BEGIN

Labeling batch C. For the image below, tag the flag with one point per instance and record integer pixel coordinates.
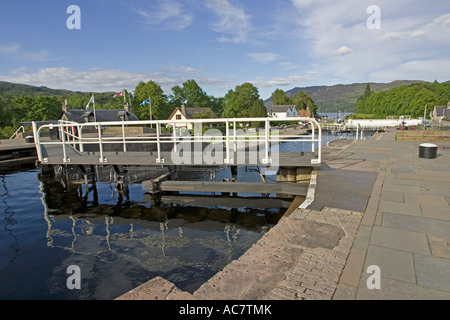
(90, 101)
(120, 94)
(145, 102)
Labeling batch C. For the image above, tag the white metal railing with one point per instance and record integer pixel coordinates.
(17, 132)
(77, 135)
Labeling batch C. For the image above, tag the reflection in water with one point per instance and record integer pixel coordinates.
(9, 221)
(185, 244)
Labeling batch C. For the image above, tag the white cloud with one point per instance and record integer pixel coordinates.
(396, 36)
(413, 34)
(233, 23)
(101, 80)
(165, 14)
(293, 80)
(9, 48)
(263, 57)
(342, 51)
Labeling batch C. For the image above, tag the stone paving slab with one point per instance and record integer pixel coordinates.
(300, 258)
(156, 289)
(323, 252)
(405, 227)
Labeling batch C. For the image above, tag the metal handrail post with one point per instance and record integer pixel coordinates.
(174, 138)
(123, 138)
(267, 137)
(80, 137)
(63, 140)
(37, 141)
(158, 142)
(100, 142)
(227, 142)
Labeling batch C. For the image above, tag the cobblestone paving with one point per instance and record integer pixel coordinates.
(301, 258)
(316, 273)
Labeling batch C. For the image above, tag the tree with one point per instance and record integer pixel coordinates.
(360, 103)
(303, 101)
(159, 106)
(191, 94)
(279, 98)
(239, 101)
(258, 110)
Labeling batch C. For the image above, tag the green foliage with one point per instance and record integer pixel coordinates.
(302, 100)
(160, 108)
(279, 98)
(258, 110)
(205, 114)
(239, 101)
(405, 100)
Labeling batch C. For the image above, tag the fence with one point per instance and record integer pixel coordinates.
(78, 135)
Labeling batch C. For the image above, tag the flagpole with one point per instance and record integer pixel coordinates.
(95, 115)
(151, 118)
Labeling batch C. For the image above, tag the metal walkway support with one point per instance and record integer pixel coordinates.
(211, 142)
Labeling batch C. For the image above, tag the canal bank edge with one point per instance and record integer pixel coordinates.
(403, 231)
(301, 257)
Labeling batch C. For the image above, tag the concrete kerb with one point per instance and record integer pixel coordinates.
(302, 257)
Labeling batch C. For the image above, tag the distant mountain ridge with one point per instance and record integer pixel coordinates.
(16, 89)
(342, 97)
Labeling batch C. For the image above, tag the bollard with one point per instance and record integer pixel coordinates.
(427, 151)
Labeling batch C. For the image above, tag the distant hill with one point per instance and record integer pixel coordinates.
(342, 97)
(16, 89)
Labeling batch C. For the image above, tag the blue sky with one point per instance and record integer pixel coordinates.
(223, 43)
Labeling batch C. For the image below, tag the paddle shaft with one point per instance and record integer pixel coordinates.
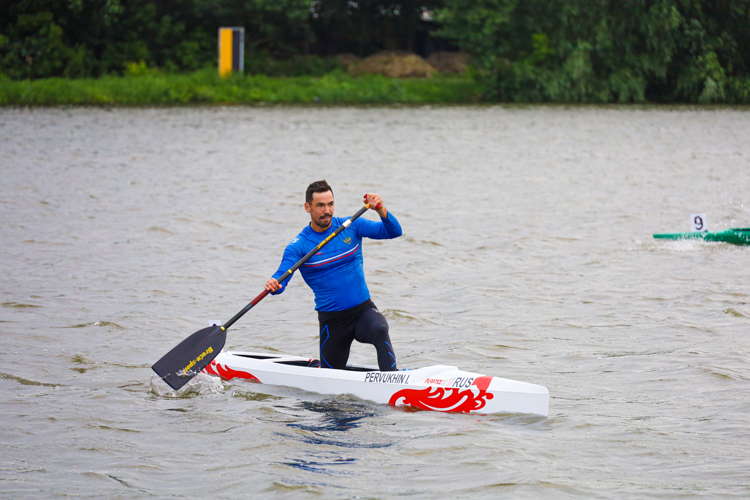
(296, 266)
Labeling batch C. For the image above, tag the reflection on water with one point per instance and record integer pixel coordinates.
(527, 254)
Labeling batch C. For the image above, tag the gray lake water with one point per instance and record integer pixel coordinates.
(527, 254)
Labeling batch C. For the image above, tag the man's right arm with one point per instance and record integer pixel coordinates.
(287, 261)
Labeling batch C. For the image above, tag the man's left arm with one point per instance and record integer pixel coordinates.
(387, 228)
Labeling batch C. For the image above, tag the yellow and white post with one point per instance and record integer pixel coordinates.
(231, 51)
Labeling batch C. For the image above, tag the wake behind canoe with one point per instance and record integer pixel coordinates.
(439, 388)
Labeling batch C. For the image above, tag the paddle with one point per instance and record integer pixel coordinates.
(194, 353)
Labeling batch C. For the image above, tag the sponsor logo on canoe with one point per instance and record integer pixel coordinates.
(227, 373)
(387, 377)
(450, 400)
(196, 360)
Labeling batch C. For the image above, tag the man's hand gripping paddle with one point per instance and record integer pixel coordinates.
(194, 353)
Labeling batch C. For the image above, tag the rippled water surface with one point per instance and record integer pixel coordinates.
(527, 254)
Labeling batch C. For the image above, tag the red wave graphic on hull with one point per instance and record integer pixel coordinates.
(227, 373)
(439, 399)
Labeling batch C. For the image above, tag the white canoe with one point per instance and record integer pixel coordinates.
(438, 388)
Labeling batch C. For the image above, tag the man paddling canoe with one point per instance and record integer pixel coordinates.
(336, 276)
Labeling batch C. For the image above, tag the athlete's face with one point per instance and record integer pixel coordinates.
(320, 210)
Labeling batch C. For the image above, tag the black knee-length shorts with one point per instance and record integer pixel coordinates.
(362, 323)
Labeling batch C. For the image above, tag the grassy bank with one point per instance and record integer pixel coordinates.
(205, 87)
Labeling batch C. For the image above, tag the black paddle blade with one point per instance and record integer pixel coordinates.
(191, 356)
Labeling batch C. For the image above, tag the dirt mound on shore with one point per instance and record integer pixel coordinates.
(449, 63)
(394, 65)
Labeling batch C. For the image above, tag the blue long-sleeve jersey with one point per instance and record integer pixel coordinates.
(336, 273)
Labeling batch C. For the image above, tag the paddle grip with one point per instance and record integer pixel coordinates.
(296, 266)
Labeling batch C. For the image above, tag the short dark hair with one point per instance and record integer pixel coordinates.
(316, 187)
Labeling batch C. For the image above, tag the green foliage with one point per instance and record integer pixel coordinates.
(206, 87)
(261, 63)
(520, 50)
(605, 50)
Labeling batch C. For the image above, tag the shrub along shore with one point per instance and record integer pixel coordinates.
(206, 87)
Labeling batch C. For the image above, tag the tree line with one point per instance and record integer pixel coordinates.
(521, 50)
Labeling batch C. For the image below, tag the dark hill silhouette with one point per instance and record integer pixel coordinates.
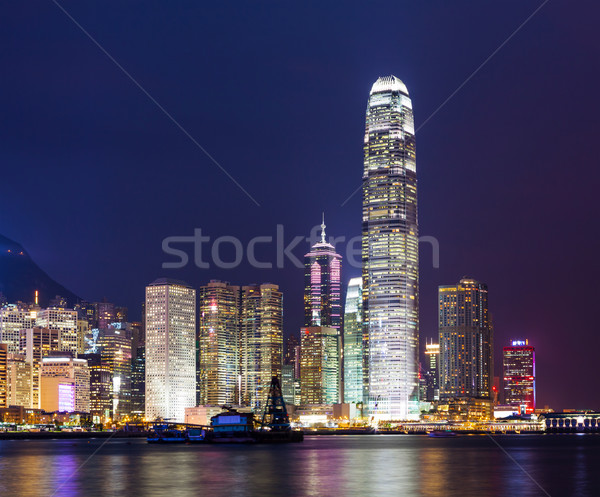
(20, 277)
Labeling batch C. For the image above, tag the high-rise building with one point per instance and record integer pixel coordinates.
(63, 320)
(114, 344)
(101, 387)
(261, 341)
(3, 375)
(322, 285)
(519, 375)
(65, 384)
(390, 254)
(353, 343)
(320, 365)
(170, 349)
(20, 381)
(219, 343)
(466, 341)
(14, 318)
(35, 344)
(432, 374)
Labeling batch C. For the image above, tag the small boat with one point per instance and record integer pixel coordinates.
(441, 434)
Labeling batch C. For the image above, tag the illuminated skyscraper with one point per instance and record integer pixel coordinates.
(353, 343)
(390, 254)
(170, 349)
(322, 285)
(261, 341)
(466, 341)
(519, 375)
(320, 365)
(219, 343)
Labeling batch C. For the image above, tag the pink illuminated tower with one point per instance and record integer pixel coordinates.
(322, 289)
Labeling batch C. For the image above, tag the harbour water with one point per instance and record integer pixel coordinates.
(352, 465)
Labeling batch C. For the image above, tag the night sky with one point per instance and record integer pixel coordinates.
(95, 176)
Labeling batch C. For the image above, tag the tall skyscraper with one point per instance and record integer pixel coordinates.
(432, 375)
(63, 320)
(519, 375)
(353, 343)
(322, 285)
(261, 341)
(170, 349)
(320, 365)
(219, 343)
(466, 341)
(390, 254)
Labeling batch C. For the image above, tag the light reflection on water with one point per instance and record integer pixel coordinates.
(321, 466)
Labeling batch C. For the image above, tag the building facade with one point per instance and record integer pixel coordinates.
(322, 285)
(519, 375)
(320, 365)
(466, 341)
(390, 254)
(170, 349)
(219, 343)
(353, 343)
(261, 341)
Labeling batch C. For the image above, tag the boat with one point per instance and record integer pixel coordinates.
(162, 434)
(441, 434)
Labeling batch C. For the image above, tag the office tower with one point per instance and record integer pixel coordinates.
(353, 343)
(101, 388)
(138, 382)
(14, 318)
(170, 349)
(219, 343)
(63, 320)
(82, 331)
(106, 314)
(322, 285)
(466, 341)
(390, 254)
(65, 384)
(261, 341)
(35, 344)
(432, 352)
(519, 375)
(87, 311)
(320, 365)
(4, 374)
(114, 344)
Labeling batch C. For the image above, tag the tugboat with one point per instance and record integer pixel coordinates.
(162, 434)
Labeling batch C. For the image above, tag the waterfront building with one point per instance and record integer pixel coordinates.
(63, 320)
(320, 365)
(35, 344)
(432, 352)
(353, 343)
(114, 344)
(14, 318)
(3, 375)
(101, 387)
(138, 382)
(261, 341)
(219, 343)
(466, 341)
(20, 381)
(322, 285)
(170, 349)
(64, 384)
(519, 375)
(390, 254)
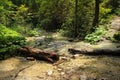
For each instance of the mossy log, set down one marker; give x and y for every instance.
(95, 52)
(39, 54)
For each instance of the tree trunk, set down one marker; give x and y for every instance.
(38, 54)
(96, 15)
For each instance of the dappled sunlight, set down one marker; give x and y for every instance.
(9, 64)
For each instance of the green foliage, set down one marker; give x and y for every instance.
(116, 37)
(95, 36)
(10, 40)
(32, 33)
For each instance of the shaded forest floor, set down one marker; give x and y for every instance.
(82, 67)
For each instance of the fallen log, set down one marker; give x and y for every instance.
(95, 52)
(39, 54)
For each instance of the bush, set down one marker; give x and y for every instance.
(10, 41)
(32, 33)
(95, 36)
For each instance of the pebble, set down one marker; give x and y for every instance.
(62, 73)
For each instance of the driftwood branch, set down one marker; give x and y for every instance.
(38, 54)
(95, 52)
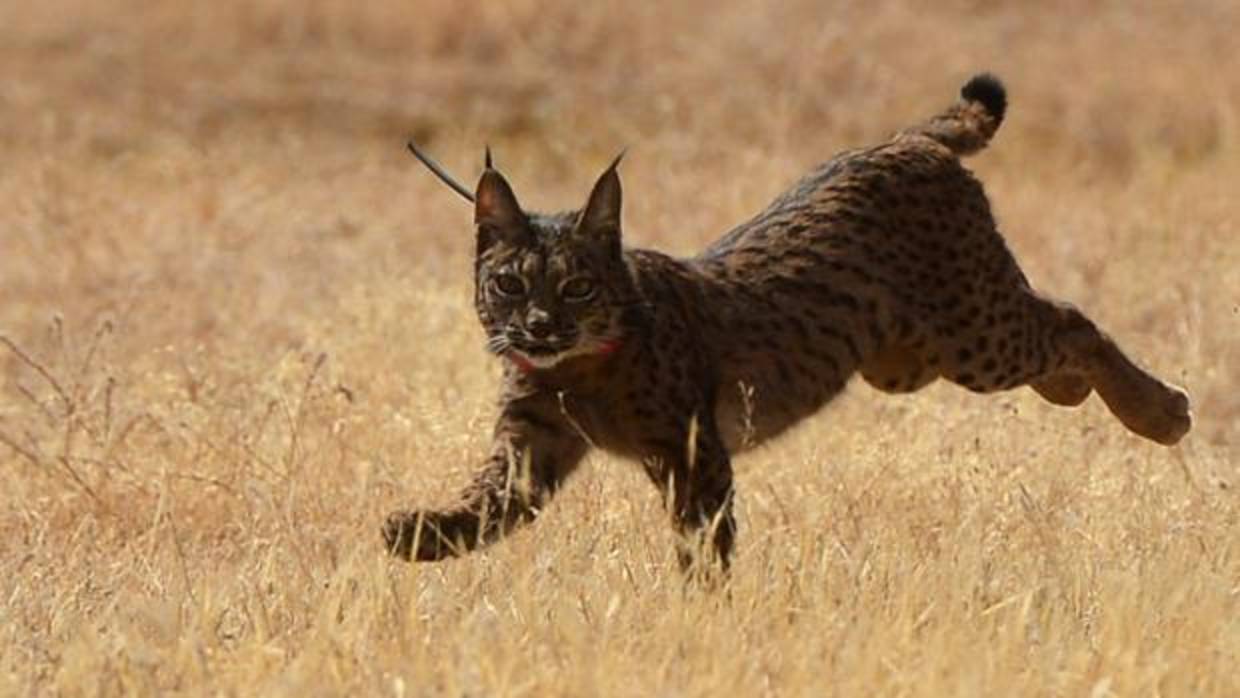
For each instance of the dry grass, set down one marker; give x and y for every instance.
(237, 331)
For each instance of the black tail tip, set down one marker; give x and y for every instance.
(988, 91)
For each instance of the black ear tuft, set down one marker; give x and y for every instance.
(496, 211)
(602, 212)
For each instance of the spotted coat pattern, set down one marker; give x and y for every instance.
(884, 260)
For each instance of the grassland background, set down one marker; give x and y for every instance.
(237, 330)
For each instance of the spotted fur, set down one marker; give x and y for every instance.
(884, 260)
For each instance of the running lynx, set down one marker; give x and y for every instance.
(884, 260)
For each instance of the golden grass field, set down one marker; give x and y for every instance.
(236, 330)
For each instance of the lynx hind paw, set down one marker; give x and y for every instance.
(1174, 418)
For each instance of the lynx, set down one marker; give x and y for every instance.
(884, 260)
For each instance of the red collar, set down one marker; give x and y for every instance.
(526, 366)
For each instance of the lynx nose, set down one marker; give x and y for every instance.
(538, 324)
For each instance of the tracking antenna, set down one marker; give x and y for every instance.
(443, 174)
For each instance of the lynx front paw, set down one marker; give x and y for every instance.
(411, 534)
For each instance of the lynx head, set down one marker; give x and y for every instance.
(549, 287)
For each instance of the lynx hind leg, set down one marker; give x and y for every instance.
(1062, 355)
(1143, 403)
(898, 368)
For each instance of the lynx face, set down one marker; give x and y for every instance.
(549, 288)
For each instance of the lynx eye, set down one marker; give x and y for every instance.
(577, 289)
(510, 284)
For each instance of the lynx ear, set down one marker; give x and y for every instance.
(495, 207)
(602, 212)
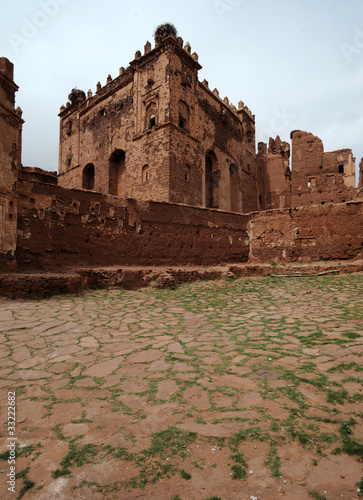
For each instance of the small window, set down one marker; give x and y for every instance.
(187, 172)
(145, 173)
(69, 128)
(88, 177)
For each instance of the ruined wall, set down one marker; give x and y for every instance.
(330, 232)
(10, 158)
(274, 175)
(229, 134)
(165, 124)
(59, 228)
(318, 177)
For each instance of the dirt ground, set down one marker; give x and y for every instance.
(231, 390)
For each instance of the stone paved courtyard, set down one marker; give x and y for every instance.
(215, 390)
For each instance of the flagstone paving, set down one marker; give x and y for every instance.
(251, 388)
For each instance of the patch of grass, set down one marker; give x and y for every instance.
(76, 457)
(200, 420)
(60, 472)
(27, 484)
(29, 450)
(351, 335)
(185, 475)
(273, 462)
(345, 366)
(339, 396)
(360, 487)
(316, 495)
(238, 472)
(170, 442)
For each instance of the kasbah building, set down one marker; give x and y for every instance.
(156, 168)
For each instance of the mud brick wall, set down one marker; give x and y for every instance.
(10, 158)
(330, 232)
(60, 228)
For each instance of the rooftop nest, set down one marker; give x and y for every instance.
(76, 94)
(164, 31)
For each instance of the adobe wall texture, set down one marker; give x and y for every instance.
(168, 124)
(307, 234)
(319, 177)
(10, 158)
(60, 228)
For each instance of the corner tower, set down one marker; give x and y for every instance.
(10, 160)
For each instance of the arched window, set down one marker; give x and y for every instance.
(145, 174)
(234, 188)
(212, 177)
(183, 115)
(116, 172)
(88, 177)
(151, 115)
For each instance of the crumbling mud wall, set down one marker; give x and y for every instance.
(10, 158)
(60, 228)
(307, 234)
(319, 177)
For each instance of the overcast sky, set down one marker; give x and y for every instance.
(297, 64)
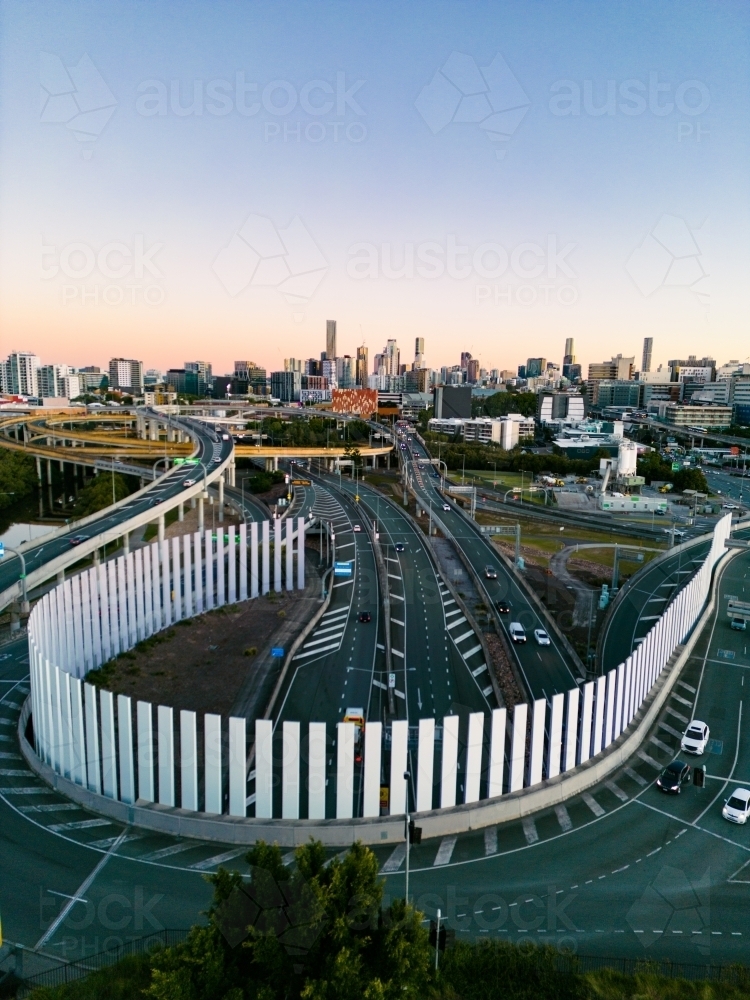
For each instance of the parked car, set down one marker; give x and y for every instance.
(517, 632)
(673, 777)
(695, 738)
(737, 806)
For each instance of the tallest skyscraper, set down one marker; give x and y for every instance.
(330, 339)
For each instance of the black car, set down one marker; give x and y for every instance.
(673, 777)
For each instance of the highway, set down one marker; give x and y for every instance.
(210, 451)
(546, 670)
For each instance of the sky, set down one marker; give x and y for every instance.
(213, 181)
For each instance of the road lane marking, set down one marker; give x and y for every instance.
(82, 890)
(445, 851)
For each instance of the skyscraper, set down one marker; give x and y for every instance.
(330, 339)
(648, 344)
(419, 352)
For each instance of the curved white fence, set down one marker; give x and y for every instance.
(82, 735)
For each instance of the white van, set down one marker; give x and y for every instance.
(517, 633)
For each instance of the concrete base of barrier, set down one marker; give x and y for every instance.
(389, 829)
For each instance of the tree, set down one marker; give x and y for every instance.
(317, 932)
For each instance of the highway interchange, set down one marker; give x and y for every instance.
(622, 869)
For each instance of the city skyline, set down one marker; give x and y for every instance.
(177, 219)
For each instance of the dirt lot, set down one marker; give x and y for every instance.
(217, 662)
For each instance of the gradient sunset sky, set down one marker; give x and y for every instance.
(558, 169)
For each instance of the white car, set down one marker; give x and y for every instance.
(517, 633)
(695, 738)
(737, 806)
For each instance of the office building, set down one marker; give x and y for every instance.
(535, 367)
(286, 386)
(330, 339)
(560, 407)
(126, 375)
(419, 352)
(361, 369)
(453, 401)
(648, 346)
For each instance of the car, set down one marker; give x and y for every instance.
(737, 806)
(516, 631)
(695, 738)
(673, 777)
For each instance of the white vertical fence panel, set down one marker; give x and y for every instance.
(109, 752)
(188, 761)
(344, 769)
(165, 743)
(243, 562)
(125, 748)
(93, 772)
(497, 753)
(316, 773)
(449, 766)
(263, 768)
(144, 722)
(518, 747)
(571, 729)
(290, 770)
(538, 720)
(474, 757)
(232, 565)
(425, 764)
(554, 751)
(237, 767)
(399, 750)
(212, 767)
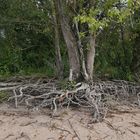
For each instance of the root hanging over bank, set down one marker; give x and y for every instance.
(98, 97)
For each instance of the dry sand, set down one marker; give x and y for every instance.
(20, 124)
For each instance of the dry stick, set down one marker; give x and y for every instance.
(73, 130)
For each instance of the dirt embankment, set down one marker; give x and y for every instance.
(20, 124)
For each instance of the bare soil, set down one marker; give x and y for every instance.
(26, 124)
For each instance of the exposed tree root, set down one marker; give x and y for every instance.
(97, 97)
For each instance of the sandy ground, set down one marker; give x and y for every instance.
(20, 124)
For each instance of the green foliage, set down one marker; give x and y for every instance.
(4, 96)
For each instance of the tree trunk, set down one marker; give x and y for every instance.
(91, 56)
(59, 63)
(70, 42)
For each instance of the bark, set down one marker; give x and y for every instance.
(59, 63)
(70, 42)
(91, 56)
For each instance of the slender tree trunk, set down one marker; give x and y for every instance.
(91, 56)
(70, 42)
(59, 63)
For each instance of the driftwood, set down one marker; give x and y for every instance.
(97, 97)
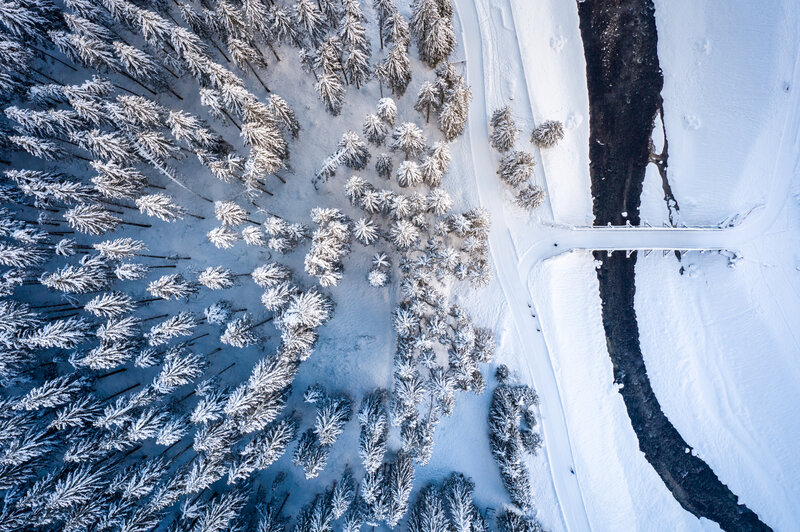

END

YOUR ASSIGNMENT: Please give again, word for word, the lines from the one containing "For each instance of the root" through the last line of the listing above, inclusive, and leave out pictures.

EXERCISE OUTPUT:
For each instance of the root hanging over bank, set down one marker; give x and y for every instance.
(98, 97)
For each instance of the dry sand, set down one marker; give x and y for every instance.
(20, 124)
For each instance of the dry stick, set down one marker; give x and y for every instance.
(73, 130)
For each instance of the dirt embankment, set down one marker; give x and y for every instance.
(20, 124)
For each instance of the bare soil, set down one marker; give x and y for every instance.
(26, 124)
For each instance of the exposed tree root, set down one marker; give x and y for every instance.
(97, 97)
For each instance of the sandy ground, set down one marker; give x and y for every instance.
(20, 124)
For each instance of the green foliage, set down one marker; give x and y for every instance.
(4, 96)
For each instance of the tree trunk, set down one marker; give x and y for every instance.
(91, 56)
(59, 63)
(70, 42)
For each instance of the bark, set down one marker; give x and y for every instance.
(59, 63)
(70, 42)
(91, 56)
For each instance of the slender tree trunk, set down one marker; give x and y for every instance.
(91, 56)
(70, 42)
(59, 63)
For each instance of the driftwood, set down one marker; give x and y for every instance.
(97, 97)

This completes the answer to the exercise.